======== RECORDS FOR THE EXERCISE

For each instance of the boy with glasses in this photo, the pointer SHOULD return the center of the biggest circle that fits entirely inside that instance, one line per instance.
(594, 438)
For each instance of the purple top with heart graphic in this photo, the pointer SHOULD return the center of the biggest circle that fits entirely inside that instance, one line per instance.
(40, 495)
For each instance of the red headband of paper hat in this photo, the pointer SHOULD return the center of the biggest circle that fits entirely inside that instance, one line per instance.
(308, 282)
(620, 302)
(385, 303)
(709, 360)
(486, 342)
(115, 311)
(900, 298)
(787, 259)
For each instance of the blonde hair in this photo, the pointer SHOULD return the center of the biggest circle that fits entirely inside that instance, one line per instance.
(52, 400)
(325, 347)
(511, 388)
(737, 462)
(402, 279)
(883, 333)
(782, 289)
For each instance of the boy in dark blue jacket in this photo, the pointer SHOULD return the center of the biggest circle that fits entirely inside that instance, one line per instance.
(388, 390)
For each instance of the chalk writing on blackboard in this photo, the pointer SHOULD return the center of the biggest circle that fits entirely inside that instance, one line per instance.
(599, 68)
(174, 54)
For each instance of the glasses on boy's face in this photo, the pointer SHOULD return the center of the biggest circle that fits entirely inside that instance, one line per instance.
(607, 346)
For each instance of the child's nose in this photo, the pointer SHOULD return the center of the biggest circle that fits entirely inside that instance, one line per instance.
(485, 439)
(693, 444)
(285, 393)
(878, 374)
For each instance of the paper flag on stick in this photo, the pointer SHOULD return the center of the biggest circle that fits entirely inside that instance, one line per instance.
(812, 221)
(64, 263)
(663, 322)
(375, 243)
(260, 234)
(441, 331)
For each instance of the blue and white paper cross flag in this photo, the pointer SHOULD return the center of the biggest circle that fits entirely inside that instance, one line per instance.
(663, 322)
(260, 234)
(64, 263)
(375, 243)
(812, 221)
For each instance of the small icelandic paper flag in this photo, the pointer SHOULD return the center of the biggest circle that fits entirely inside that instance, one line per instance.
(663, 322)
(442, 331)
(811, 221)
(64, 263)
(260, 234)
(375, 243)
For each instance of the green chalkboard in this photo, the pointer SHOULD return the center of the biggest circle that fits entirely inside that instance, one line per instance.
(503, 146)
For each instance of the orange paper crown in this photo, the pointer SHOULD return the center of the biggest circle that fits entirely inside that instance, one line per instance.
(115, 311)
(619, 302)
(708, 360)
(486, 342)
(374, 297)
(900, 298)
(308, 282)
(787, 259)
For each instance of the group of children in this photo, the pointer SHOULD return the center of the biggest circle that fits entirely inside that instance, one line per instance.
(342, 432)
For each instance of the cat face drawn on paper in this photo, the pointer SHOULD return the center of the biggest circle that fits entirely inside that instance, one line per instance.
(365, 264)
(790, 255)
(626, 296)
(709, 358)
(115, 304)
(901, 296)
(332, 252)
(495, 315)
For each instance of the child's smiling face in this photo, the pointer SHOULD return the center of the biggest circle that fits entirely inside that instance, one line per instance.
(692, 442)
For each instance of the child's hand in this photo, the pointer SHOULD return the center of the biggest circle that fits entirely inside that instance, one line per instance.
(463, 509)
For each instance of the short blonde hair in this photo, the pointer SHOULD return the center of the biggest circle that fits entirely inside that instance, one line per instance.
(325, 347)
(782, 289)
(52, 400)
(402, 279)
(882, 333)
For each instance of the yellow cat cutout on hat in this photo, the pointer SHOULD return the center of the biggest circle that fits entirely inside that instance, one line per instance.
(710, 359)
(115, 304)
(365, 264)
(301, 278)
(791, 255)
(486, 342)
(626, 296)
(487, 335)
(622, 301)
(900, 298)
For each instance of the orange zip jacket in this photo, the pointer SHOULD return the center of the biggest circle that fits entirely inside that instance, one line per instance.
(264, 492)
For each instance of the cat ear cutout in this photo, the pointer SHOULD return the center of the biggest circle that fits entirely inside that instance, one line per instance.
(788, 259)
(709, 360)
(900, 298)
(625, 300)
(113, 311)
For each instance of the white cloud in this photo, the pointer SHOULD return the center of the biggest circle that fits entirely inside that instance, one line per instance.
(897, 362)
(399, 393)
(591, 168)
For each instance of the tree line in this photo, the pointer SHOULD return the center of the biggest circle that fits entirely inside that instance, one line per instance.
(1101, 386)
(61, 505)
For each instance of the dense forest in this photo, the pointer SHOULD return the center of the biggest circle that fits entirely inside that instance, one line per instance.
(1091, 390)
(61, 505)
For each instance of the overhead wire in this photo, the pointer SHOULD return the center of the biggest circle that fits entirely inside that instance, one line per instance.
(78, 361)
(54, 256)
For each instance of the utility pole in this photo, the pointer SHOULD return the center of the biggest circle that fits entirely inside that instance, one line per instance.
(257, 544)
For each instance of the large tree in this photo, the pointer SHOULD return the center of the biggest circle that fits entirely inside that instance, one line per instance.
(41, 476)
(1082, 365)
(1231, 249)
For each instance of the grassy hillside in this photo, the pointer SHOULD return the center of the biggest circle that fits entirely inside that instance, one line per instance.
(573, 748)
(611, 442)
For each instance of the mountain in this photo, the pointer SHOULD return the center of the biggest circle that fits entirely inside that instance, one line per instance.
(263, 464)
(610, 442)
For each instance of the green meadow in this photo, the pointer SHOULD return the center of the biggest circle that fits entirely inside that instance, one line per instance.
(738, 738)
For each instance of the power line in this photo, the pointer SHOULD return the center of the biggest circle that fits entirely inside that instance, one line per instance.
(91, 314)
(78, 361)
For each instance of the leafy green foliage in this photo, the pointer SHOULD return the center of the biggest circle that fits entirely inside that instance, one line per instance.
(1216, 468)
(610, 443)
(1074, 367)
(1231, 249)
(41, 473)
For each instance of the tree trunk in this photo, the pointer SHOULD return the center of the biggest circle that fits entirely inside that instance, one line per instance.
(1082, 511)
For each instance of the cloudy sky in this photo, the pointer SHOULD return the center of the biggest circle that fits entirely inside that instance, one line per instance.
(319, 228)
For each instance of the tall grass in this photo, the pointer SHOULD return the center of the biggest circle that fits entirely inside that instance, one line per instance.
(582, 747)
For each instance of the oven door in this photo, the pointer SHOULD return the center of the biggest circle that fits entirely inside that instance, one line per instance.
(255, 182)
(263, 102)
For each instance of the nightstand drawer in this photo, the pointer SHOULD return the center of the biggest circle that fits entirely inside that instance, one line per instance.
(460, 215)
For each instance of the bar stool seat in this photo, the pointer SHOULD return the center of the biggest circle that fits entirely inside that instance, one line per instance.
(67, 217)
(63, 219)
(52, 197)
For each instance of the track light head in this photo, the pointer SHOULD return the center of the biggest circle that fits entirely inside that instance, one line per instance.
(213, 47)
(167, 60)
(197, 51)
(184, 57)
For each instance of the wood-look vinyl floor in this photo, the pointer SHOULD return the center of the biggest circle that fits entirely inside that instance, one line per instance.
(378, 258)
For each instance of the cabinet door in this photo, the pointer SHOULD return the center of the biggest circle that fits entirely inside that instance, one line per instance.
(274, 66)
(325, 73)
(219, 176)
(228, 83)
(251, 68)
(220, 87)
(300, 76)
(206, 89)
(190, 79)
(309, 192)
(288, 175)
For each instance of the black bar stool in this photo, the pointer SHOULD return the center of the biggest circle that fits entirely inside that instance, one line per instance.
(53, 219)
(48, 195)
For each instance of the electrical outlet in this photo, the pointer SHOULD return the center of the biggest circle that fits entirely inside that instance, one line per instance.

================

**EXERCISE GOAL**
Each record above is to be reproduced verbatim.

**EXERCISE RESULT**
For each instance of the boy with glasses in this photo, the pointer SHOULD return the center of the biggest circle that fits entirely inside that instance, one line per instance.
(594, 438)
For each instance of the purple top with heart graphic in this photo, the pointer SHOULD return the center of the biggest circle that fits entirely inside that instance, one line per instance.
(40, 495)
For each instance of the red headband of paper hat in this photo, the pointer SHOULD return the center of the biggest circle that fits entirely inside that instance, one line per instance.
(308, 282)
(620, 302)
(385, 303)
(709, 360)
(486, 342)
(115, 311)
(900, 298)
(787, 259)
For each instance of the blonde hair in this photo, the pointer SHOULD return the center of the biggest circle that fits entirely inside that instance, one line per instance.
(52, 400)
(325, 347)
(511, 388)
(737, 462)
(402, 279)
(883, 333)
(782, 289)
For each instance of the boy in dark blue jacket in this photo, the pointer SHOULD return the center of the biggest circle that fits entirely inside that instance, one line per instance.
(388, 390)
For each instance of the chalk writing on blackboard in this photo, the pointer SHOULD return the center of the biggest circle that fits entirely inside that instance, one line per instance.
(599, 68)
(174, 54)
For each instance of the glasses on boy's face in this photo, the pointer SHOULD return the center of the biggest circle that fits entirely inside that instance, one line per instance.
(607, 346)
For each instance of the child's nose in this photo, the pointer SHOULD return the center of the biggest circle that fits entirely inside that instance, one line per instance.
(485, 439)
(693, 444)
(285, 393)
(878, 374)
For each instance of the paper flag on stick in this photo, the pointer SHOULD return the center of the biggest circle that fits entirely inside that instance, one line per instance.
(812, 221)
(64, 263)
(663, 322)
(375, 243)
(260, 234)
(441, 331)
For each instance of the blue and white paper cross flag in this photo, the pointer SHOULD return the center of the biggest circle that fits entirely inside that instance, one line per instance.
(663, 322)
(260, 234)
(64, 263)
(375, 243)
(812, 221)
For each instance of the small icelandic paper flag in this photo, the pointer SHOULD return the center of the biggest circle that fits entirely inside that instance, one line per instance.
(663, 322)
(442, 331)
(811, 221)
(64, 263)
(260, 234)
(375, 243)
For each instance of the green chalkboard in this photo, the pointer SHOULD return the center of the biggest circle that fits entirely inside that instance, one line per instance.
(503, 146)
For each instance of the orange paper crown in this photo, the pointer SHOULD return the center of the biggest circle that fits entirely inside that instance, one line per instance.
(115, 311)
(619, 302)
(708, 360)
(486, 342)
(374, 297)
(900, 298)
(308, 282)
(787, 259)
For each instance of the group of children in this photo, the pointer SHOULD return the center of the biggest circle that fits entirely inside that instance, one line per instance.
(342, 432)
For each instance of the cat face drawn on paper in this photo, the pointer SHOULD return the center of the biggest circle that fits entirely inside that instance, one line per instance.
(365, 264)
(790, 255)
(626, 296)
(709, 358)
(115, 304)
(901, 296)
(332, 252)
(495, 315)
For each instance of the child's smiling face in this photo, the pointer SHOULD return the center of the biggest circle that fits entirely inside that instance, one line per instance.
(692, 442)
For each instance of the child's hand in this photo, the pointer SHOULD return the center of the biggest circle that fits entirely inside that instance, one line per instance.
(463, 509)
For each instance of the short blonde hair in this photo, the pointer SHOULD return the center of the biggest circle that fits entirely inside that instance, one line per instance.
(325, 347)
(782, 289)
(52, 400)
(402, 279)
(882, 333)
For each instance of the yellow cat cutout on hat in this photo, the pointer SHOULD return the center of the biggest circle that fits entirely inside that instance, one line per instance.
(710, 359)
(115, 304)
(365, 264)
(301, 278)
(791, 255)
(486, 342)
(626, 296)
(487, 335)
(622, 301)
(900, 298)
For each instance of the orange zip jacket in this photo, the pointer SHOULD return the center of the biggest circle that fits entirely inside that instance, one line per instance.
(264, 492)
For each instance of the cat ear cutout in this photo, the pointer SHOULD return the center of the biggest circle that fits entirely inside that instance, one line per instance.
(788, 259)
(709, 360)
(900, 298)
(625, 300)
(113, 311)
For each instance of the white cloud in this photo, the pointer SHOULD return the center of the biggest circle that fits entirely inside that instance, one line per instance.
(897, 362)
(399, 393)
(591, 168)
For each instance of the tree line in this photo, the pointer SHOULD return the center of the biggest circle that fits entirely inside that instance, one line per instance.
(1101, 386)
(61, 505)
For each instance of the dense forest in this photo, the pointer SHOULD return the center of the biggest circle that fits entirely inside that instance, one line per instance.
(1091, 390)
(61, 505)
For each instance of the overhead wire in this photo, the pointer SHOULD return the center of the biggest circle that fits entirely inside that instance, one line per instance.
(78, 361)
(54, 256)
For each instance of the utility pole in this photo, the pointer SHOULD return the center of the biggest circle that fits entirely inside that instance, one line per instance.
(257, 544)
For each instance of the large tree in this photo, the pointer SHOULD return the center of the biggest circle that fits entirely inside that instance, one line per instance.
(41, 476)
(1082, 365)
(1231, 249)
For each instance of the grassy hillside in this photo, the pointer SHOULD return the center of the biggest circle that fits entirely inside that instance, one line per instance.
(573, 748)
(611, 442)
For each instance of the mountain in this photo, the pointer SHOULD return the center of the biggest circle that fits entirely inside that instance, one line per instance.
(263, 464)
(610, 442)
For each instance of the green meadow in this photo, the pointer SHOULD return the center of the biggest circle that fits entirely inside that instance, one line per instance.
(738, 738)
For each instance of the power line in this photo, the pointer SHOULD return the center of the biggest circle that fits entirely inside that instance, one line per instance.
(91, 314)
(78, 361)
For each instance of the leafy green foliage in this photo, the pointer SHOULD return the center of the biggest circle that fits entirely inside that instance, one line per instance.
(1216, 468)
(610, 443)
(1074, 367)
(1231, 249)
(41, 473)
For each instance of the tree trunk in this photo, the pointer SHOULD return the center of the biggest circle that fits entirely inside that instance, one line per instance.
(1082, 511)
For each instance of the cloudy sky in this photo, the pointer SHOULD return the center of the biggest circle that fits entirely inside that instance, one line per instance.
(319, 228)
For each instance of the tall grass in this photo, the pointer SHOULD return the center of the biggest circle that fits entirely inside that instance, one line per instance.
(582, 747)
For each instance of the oven door in this photo, the pointer SHOULD return the center of the biggest circle that fits entirely inside that instance, one line per instance.
(255, 182)
(263, 102)
For each instance of the nightstand drawer in this photo, the pointer SHOULD return the center of the biggest circle that fits entirely inside that instance, one line per instance.
(460, 215)
For each instance of the bar stool seat in this photo, the pointer SHOULD return the center of the biggest circle that fits entirely inside that instance, one line per instance.
(67, 217)
(63, 219)
(52, 197)
For each instance of the track light head in this photo, the pointer SHOULD return the center of the biggest circle that fits entirely inside that instance, one line per instance.
(213, 47)
(167, 60)
(197, 51)
(184, 57)
For each instance of the wood-look vinyl floor in this photo, the pointer SHOULD return the center of the biggest circle that fits entirely inside that instance, one line per instance.
(378, 258)
For each instance of the cabinet door in this photo, the pointer SHOULD return the center of the biggest circle that fits entirely inside that instance, one line per instance.
(274, 66)
(325, 73)
(219, 176)
(228, 83)
(251, 68)
(220, 87)
(300, 76)
(206, 89)
(190, 79)
(309, 192)
(288, 175)
For each instance of the black bar stool in this photo, the pointer SHOULD return the center of the biggest circle that fits entirely inside that instance, one line per instance.
(53, 219)
(48, 195)
For each instance of the electrical outlet in this photo, the pointer SHOULD return the center of the biggest circle that fits entirely inside that instance, one line per instance.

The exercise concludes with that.